**SELECTED EXCERPT:**
MYSTERY 'Dragon Bones' saved by realistic portrait of China



Liu Hulan finds love and emotional healing in a murder investigation.
By LEV RAPHAEL
KNIGHT RIDDER NEWSPAPERS
"Dragon Bones," by Lisa See (Random House, $24.95)
The brooding, troubled cop is a staple of crime fiction, adding psychological depth to even the thinnest whodunit. But Lisa See's Chinese detective heroine in "Dragon Bones" goes beyond the usual character cliches of divorce or alcoholism. Her Liu Hulan is a profoundly unhappy "Red Princess": the scion of a wealthy Chinese family whose power predated the communists but who had members on the Long March with Mao Tse-Tung, confirming them as communist aristocracy.
She's even named after a martyr to the cause, and so her name is instantly recognizable wherever she goes in China, just as people immediately perceive her high status in a land still riddled with hierarchies.

**TASK SET:**
[1] Copy the passage of the "Dragon Bones" review starting with "Liu Hulan finds" and going on through "riddled with hierarchies.".
[2] Answer these questions using the "Dragon Bones" review:
(a) Which publisher released "Dragon Bones," and what is its listed price?
(b) What does Liu Hulan find in a murder investigation?
(c) After whom is Liu Hulan named?

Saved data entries
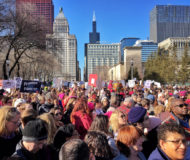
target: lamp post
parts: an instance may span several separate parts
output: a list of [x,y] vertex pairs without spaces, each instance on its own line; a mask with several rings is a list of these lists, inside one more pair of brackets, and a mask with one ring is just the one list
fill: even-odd
[[6,65],[7,65],[7,78],[9,80],[9,64],[10,64],[10,60],[6,60]]
[[131,79],[133,79],[133,59],[131,59]]

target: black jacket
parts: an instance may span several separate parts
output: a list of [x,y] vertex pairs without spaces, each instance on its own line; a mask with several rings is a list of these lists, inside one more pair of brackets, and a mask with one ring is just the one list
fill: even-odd
[[28,151],[20,141],[16,146],[15,153],[7,160],[57,160],[58,155],[50,147],[45,146],[43,149],[39,150],[37,153],[32,153]]

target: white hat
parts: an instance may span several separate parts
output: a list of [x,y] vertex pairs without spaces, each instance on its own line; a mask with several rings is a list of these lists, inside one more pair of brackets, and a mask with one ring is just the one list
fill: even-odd
[[22,98],[19,98],[15,101],[14,107],[17,107],[19,104],[26,103],[26,101]]

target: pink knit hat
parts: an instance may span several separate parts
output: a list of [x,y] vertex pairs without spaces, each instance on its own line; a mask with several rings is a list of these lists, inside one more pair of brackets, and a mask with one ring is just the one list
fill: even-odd
[[59,94],[59,98],[60,98],[60,99],[63,99],[64,96],[65,96],[64,93],[60,93],[60,94]]
[[95,108],[94,103],[88,102],[88,108],[89,108],[91,111],[94,110],[94,108]]
[[104,115],[105,115],[105,116],[108,116],[108,118],[110,118],[111,115],[112,115],[112,111],[108,111],[108,112],[104,113]]

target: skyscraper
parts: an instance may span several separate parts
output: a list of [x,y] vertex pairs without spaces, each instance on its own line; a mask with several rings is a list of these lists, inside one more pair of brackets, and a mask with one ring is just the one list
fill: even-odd
[[141,62],[143,64],[148,60],[148,57],[158,49],[158,44],[150,40],[138,40],[134,46],[142,47]]
[[100,33],[96,32],[96,16],[93,13],[92,32],[89,33],[89,41],[92,44],[100,43]]
[[135,44],[135,42],[139,40],[139,38],[123,38],[121,42],[121,62],[124,62],[124,48],[125,47],[131,47]]
[[[54,5],[52,0],[16,0],[16,10],[30,12],[30,19],[39,18],[45,33],[53,33]],[[43,22],[43,23],[42,23]]]
[[157,5],[150,12],[150,40],[190,35],[190,6]]
[[77,77],[77,40],[69,34],[69,24],[62,8],[53,24],[53,34],[47,35],[47,50],[53,53],[61,63],[56,77],[67,81],[78,80]]

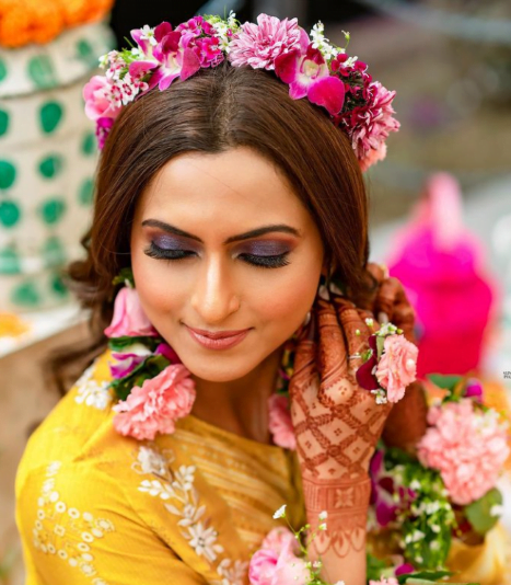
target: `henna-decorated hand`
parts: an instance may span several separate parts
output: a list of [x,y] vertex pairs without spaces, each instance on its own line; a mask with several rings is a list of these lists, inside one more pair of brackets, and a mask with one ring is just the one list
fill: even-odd
[[[378,265],[369,269],[378,282],[372,311],[336,295],[330,295],[330,300],[316,299],[297,346],[289,387],[312,527],[317,527],[322,511],[328,512],[328,530],[320,534],[315,547],[320,554],[332,549],[339,558],[363,550],[371,491],[369,463],[392,409],[376,404],[374,395],[358,386],[360,356],[379,329],[375,316],[413,340],[414,311],[400,283],[386,278]],[[372,328],[367,319],[372,319]],[[421,404],[422,395],[418,395]]]

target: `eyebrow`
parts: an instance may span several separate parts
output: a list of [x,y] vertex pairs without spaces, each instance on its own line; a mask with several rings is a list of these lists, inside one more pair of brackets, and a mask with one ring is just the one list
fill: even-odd
[[[191,240],[196,240],[197,242],[204,243],[204,241],[198,236],[188,233],[187,231],[181,230],[179,228],[171,226],[170,223],[165,223],[164,221],[160,221],[159,219],[144,219],[142,221],[142,226],[160,228],[163,231],[166,231],[167,233],[173,233],[174,236],[183,236],[184,238],[189,238]],[[260,228],[245,231],[244,233],[239,233],[237,236],[231,236],[223,243],[229,244],[232,242],[240,242],[241,240],[248,240],[249,238],[257,238],[259,236],[265,236],[266,233],[271,232],[291,233],[292,236],[297,237],[301,236],[300,231],[295,228],[292,228],[291,226],[287,226],[286,223],[276,223],[270,226],[262,226]]]

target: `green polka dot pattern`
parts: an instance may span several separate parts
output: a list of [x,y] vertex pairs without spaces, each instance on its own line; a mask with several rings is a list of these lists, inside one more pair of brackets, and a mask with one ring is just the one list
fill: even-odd
[[0,202],[0,225],[4,228],[14,227],[21,218],[20,207],[14,202]]
[[25,280],[11,292],[11,302],[21,308],[33,308],[40,303],[40,294],[34,280]]
[[63,168],[63,158],[60,154],[50,154],[39,163],[39,172],[45,179],[54,179]]
[[14,248],[0,250],[0,274],[20,274],[21,262]]
[[60,274],[55,274],[50,279],[51,292],[57,297],[66,298],[69,296],[69,290],[63,284],[62,277]]
[[63,108],[57,102],[46,102],[39,112],[40,126],[46,134],[54,133],[63,116]]
[[39,90],[57,85],[54,65],[47,55],[36,55],[28,60],[28,77]]
[[58,223],[66,211],[66,202],[60,197],[47,199],[40,206],[40,217],[48,226]]
[[60,239],[56,236],[46,240],[42,253],[47,267],[62,266],[67,262],[66,250]]
[[0,190],[12,187],[16,180],[16,168],[8,160],[0,160]]
[[0,137],[9,130],[9,114],[4,110],[0,110]]
[[78,200],[81,205],[90,206],[94,199],[94,182],[92,179],[85,179],[80,185],[80,191],[78,193]]

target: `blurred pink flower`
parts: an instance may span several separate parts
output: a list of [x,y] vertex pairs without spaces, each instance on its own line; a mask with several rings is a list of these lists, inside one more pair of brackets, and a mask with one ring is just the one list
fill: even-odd
[[254,69],[275,69],[275,59],[309,37],[297,19],[280,21],[276,16],[259,14],[257,24],[246,22],[232,37],[229,60],[234,67],[249,65]]
[[438,469],[452,501],[466,505],[491,490],[509,456],[507,424],[472,399],[429,410],[432,425],[418,445],[422,464]]
[[305,585],[310,572],[305,561],[292,551],[292,542],[283,543],[280,552],[259,549],[251,559],[248,567],[251,585]]
[[289,412],[289,398],[283,394],[271,394],[268,400],[269,431],[274,435],[274,443],[284,449],[294,450],[293,423]]
[[115,298],[114,318],[105,329],[107,337],[155,336],[158,332],[143,312],[138,292],[125,286]]
[[294,554],[300,552],[300,546],[289,528],[286,526],[278,526],[268,532],[266,538],[263,540],[262,549],[270,549],[277,554],[280,554],[284,546],[291,542],[291,551]]
[[369,585],[398,585],[398,581],[395,577],[381,577],[378,581],[370,581]]
[[156,433],[175,431],[175,421],[190,413],[195,382],[182,364],[167,366],[158,376],[136,386],[114,411],[114,427],[121,435],[152,440]]
[[417,378],[417,346],[403,335],[385,337],[384,352],[376,367],[376,378],[386,390],[388,402],[398,402],[406,387]]

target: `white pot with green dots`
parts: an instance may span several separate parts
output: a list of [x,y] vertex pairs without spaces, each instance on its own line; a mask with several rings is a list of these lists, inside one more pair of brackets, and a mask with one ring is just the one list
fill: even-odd
[[113,44],[96,23],[0,48],[0,311],[68,300],[61,271],[82,255],[96,164],[82,88]]

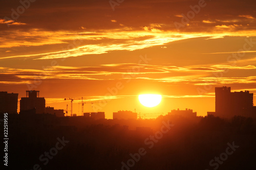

**EXERCISE RESULTS:**
[1]
Liu Hulan finds love and emotional healing in a murder investigation.
By LEV RAPHAEL
KNIGHT RIDDER NEWSPAPERS
"Dragon Bones," by Lisa See (Random House, $24.95)
The brooding, troubled cop is a staple of crime fiction, adding psychological depth to even the thinnest whodunit. But Lisa See's Chinese detective heroine in "Dragon Bones" goes beyond the usual character cliches of divorce or alcoholism. Her Liu Hulan is a profoundly unhappy "Red Princess": the scion of a wealthy Chinese family whose power predated the communists but who had members on the Long March with Mao Tse-Tung, confirming them as communist aristocracy.
She's even named after a martyr to the cause, and so her name is instantly recognizable wherever she goes in China, just as people immediately perceive her high status in a land still riddled with hierarchies.

[2]
(a) Random House, at $24.95.
(b) Love and emotional healing.
(c) A martyr to the cause.